--- STUDY TEXT Enclosed Below ---

I cannot tell you how little time I spend on the phone. I rarely...and I mean rarely...ever make a phone call. It has to be desperation or a life-threatening emergency to get me to initiate a phone call. Just ask my family. Ask my friends. I can't remember the last time I called a friend. It was months ago, that I'm sure of. And if anyone calls me, I'm to-the-point and ready to get off. I am not a chit-chatter. I have a hard enough time keeping up with face-to-face conversations during the day, let alone over a telephone wire -- or cable -- or however phone calls come in to a home anymore. I barely know how to make a call on our cell phone. I call no one at nite. By the end of my days I'm too brain-dead to think straight, let alone carry on a coherent conversation. I love Caller ID. It helps make my life less complicated.

--- End of Enclosed STUDY TEXT ---

> DESCRIPTION OF THE TASK:
Repeat the entire passage about avoiding phone calls word for word.

--- DATASET ENTRIES Enclosed Below ---

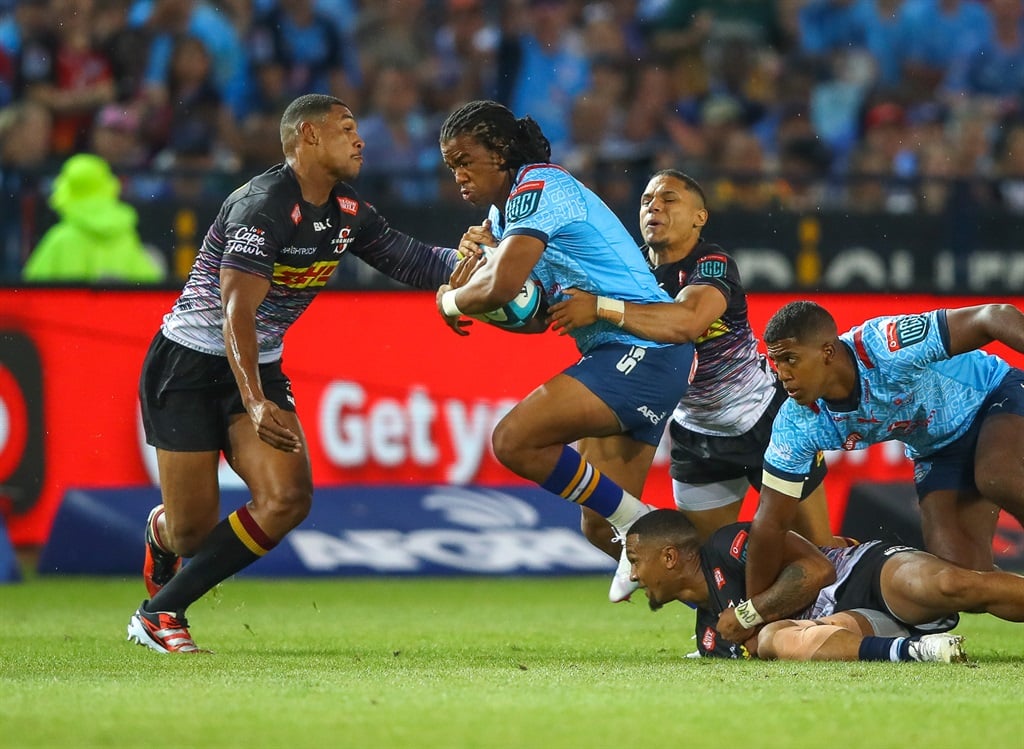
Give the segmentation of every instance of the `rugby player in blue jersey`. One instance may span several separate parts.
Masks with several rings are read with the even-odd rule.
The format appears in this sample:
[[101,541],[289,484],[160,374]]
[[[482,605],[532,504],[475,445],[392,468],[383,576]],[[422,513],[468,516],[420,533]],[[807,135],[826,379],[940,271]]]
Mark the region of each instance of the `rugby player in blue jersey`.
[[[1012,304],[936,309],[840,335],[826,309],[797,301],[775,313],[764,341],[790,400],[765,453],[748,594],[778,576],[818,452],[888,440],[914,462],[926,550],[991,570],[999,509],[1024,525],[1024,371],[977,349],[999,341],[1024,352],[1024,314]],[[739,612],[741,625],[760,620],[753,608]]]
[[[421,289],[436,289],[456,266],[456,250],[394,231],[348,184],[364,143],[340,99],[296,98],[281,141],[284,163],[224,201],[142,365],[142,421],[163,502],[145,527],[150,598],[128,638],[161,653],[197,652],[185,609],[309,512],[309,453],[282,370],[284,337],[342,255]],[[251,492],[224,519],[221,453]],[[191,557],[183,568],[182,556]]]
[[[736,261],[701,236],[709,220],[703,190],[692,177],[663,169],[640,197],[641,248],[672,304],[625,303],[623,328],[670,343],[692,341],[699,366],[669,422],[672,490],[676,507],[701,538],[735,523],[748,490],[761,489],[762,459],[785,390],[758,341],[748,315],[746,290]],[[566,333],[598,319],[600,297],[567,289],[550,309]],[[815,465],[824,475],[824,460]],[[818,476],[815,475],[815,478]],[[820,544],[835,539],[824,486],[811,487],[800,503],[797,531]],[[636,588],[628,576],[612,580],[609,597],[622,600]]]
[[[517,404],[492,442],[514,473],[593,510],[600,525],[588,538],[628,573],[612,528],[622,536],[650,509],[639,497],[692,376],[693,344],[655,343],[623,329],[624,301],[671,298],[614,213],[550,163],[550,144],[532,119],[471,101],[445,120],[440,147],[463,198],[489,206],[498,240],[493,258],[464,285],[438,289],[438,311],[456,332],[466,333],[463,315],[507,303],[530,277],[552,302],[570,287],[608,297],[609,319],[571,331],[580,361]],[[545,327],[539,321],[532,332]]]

--- End of Enclosed DATASET ENTRIES ---

> EXERCISE OUTPUT:
I cannot tell you how little time I spend on the phone. I rarely...and I mean rarely...ever make a phone call. It has to be desperation or a life-threatening emergency to get me to initiate a phone call. Just ask my family. Ask my friends. I can't remember the last time I called a friend. It was months ago, that I'm sure of. And if anyone calls me, I'm to-the-point and ready to get off. I am not a chit-chatter. I have a hard enough time keeping up with face-to-face conversations during the day, let alone over a telephone wire -- or cable -- or however phone calls come in to a home anymore. I barely know how to make a call on our cell phone. I call no one at nite. By the end of my days I'm too brain-dead to think straight, let alone carry on a coherent conversation. I love Caller ID. It helps make my life less complicated.